Extrait —
----

Après celle de Médiapart, celle du Point, celle de (Ségolène) Royal et celle de Rue89 : la rédaction de Politis a elle aussi été cambriolée, dans la nuit de samedi à dimanche.
Sans déconner : ça devient compliqué, de faire du journalisme d’investigation™, dans ce pays corrompu.
À Politis, comme à Levallois-Perret, y a des caméras de surveillance dans tous les coins.
(On les a mises là pour vérifier si des fois Michel Soudais profiterait pas qu’il est au bureau pour jouer au mahjong.)
Résultat : on a récupéré une image - un peu floue, certes - qui pourrait bien être celle de nos inattendus visiteurs.
On l’a montrée au capitaine Catarinabella, de la Brigade de répression des cambriolages de rédactions (BRCR) d’Ajaccio, mais ça ne lui a été d’aucun secours : « Je sais pas du tout qui ça peut-être, celui de gauche me dit vaguement quelque chose, mais non, vraiment, je ne vois pas », nous a-t-il expliqué.
Dommage.
Sinon, le fait notable est qu’il n’y avait aucune trace d’effraction - du style la serrure défoncée à grands coups de marteau : manifestement, les mecs avaient le code.
(E-D-W-Y-P-L-E-N-E-L-E-M-M-E-R-D-E-R-I-C-H-A-R-D-N-I-X-O-N [1].)
Autre détail propre à stimuler l’imagination, rien n’a été volé - sauf l’épais dossier où le chef Sieffert avait marqué en gros : « CE DOSSIER CONTIENT LES PREUVES ACCABLANTES DU FINANCEMENT DE LA CAMPAGNE D’(XXXXXXXX) PAR LE CARTEL DE MEDELLIN, MERCI DE PAS Y TOUCHER, SIOUPLAÎT ».
(Heureusement qu’on avait un double.)
Ça nous a pas vraiment surpris, note : ça faisait déjà un petit moment qu’on avait l’impression d’être surveillés.
(Voire : espionnés.)

----

À vous de jouer —
1. Résumez l'extrait en trois phrases.
2. Recopiez tel quel le passage des entrées qui va du tout début jusqu'à la ligne contenant « 265), (280, 266)]] », ces deux bornes comprises. Laissez les images de côté.

Données de l'exercice —
----

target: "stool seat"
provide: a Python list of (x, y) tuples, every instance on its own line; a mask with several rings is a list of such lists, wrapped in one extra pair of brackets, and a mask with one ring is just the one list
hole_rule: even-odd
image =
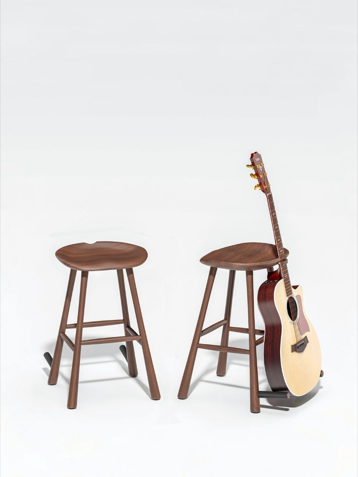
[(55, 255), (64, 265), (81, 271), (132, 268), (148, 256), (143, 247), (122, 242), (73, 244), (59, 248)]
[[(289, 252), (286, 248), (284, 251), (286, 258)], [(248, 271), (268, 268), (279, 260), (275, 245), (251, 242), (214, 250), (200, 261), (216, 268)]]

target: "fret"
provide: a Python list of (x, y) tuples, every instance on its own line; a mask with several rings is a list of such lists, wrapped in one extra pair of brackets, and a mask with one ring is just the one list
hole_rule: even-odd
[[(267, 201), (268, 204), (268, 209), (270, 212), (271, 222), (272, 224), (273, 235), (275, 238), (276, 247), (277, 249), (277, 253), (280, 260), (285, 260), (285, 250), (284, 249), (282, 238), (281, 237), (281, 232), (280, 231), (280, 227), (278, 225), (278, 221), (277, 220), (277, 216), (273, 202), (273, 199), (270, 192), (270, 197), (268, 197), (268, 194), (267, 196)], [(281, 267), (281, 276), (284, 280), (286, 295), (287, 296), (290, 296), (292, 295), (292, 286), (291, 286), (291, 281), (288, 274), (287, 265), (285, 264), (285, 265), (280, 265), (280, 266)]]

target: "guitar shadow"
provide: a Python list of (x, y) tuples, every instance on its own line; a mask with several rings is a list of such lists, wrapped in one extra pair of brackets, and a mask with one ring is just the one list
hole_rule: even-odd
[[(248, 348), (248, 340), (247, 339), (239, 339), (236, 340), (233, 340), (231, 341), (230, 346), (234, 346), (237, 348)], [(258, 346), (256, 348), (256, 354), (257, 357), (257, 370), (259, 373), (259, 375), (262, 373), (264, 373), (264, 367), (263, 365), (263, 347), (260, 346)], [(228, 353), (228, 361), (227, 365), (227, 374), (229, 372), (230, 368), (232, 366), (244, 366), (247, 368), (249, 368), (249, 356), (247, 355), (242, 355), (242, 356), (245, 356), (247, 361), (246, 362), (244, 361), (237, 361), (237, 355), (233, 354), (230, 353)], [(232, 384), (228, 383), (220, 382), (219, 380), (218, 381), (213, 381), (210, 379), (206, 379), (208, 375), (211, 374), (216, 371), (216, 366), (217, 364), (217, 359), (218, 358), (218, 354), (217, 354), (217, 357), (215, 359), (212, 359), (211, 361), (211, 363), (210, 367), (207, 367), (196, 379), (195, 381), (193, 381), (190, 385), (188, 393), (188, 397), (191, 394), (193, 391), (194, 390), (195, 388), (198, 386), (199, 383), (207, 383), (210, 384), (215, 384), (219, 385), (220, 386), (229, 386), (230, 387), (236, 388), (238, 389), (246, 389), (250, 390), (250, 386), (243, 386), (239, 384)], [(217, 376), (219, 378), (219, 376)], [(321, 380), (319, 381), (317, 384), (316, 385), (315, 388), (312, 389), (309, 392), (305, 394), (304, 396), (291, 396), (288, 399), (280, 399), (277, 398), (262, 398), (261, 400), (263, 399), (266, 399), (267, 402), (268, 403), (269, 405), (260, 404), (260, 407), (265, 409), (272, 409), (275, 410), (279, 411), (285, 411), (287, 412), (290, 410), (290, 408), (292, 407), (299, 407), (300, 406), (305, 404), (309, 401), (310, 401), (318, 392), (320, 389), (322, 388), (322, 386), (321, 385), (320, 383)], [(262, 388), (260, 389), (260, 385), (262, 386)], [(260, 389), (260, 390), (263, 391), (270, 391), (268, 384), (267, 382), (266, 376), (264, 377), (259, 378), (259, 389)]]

----

Solutions ci-dessous —
1. Après Médiapart, Le Point, Ségolène Royal et Rue89, la rédaction de Politis a été cambriolée dans la nuit de samedi à dimanche. Ses caméras de surveillance ont saisi une image floue qui pourrait montrer les visiteurs, mais le capitaine Catarinabella n'a pas su les identifier. Aucune trace d'effraction n'a été relevée, et rien n'a été volé à part l'épais dossier du chef Sieffert sur le financement d'une campagne par le cartel de Medellin, dont la rédaction avait un double.

2.
target: "stool seat"
provide: a Python list of (x, y) tuples, every instance on its own line; a mask with several rings is a list of such lists, wrapped in one extra pair of brackets, and a mask with one ring is just the one list
hole_rule: even-odd
image =
[(55, 255), (64, 265), (81, 271), (132, 268), (148, 256), (143, 247), (122, 242), (73, 244), (59, 248)]
[[(289, 252), (286, 248), (284, 251), (286, 258)], [(248, 271), (268, 268), (279, 260), (275, 245), (251, 242), (214, 250), (200, 261), (216, 268)]]

target: "fret"
provide: a Python list of (x, y) tuples, every instance on its own line; a mask with several rings is a list of such lists, wrapped in one extra pair of brackets, and a mask with one ring is just the one list
hole_rule: even-odd
[[(267, 201), (268, 204), (268, 209), (270, 212), (271, 222), (272, 224), (273, 235), (275, 238), (276, 247), (277, 249), (277, 253), (280, 260), (285, 260), (285, 250), (284, 249), (282, 238), (281, 237), (281, 232), (280, 231), (280, 227), (278, 225), (278, 221), (277, 220), (277, 216), (273, 202), (273, 199), (270, 192), (270, 197), (268, 197), (268, 194), (267, 196)], [(281, 267), (281, 276), (284, 280), (286, 295), (287, 296), (290, 296), (292, 295), (292, 286), (291, 286), (291, 281), (288, 274), (287, 265), (285, 264), (285, 265), (280, 265), (280, 266)]]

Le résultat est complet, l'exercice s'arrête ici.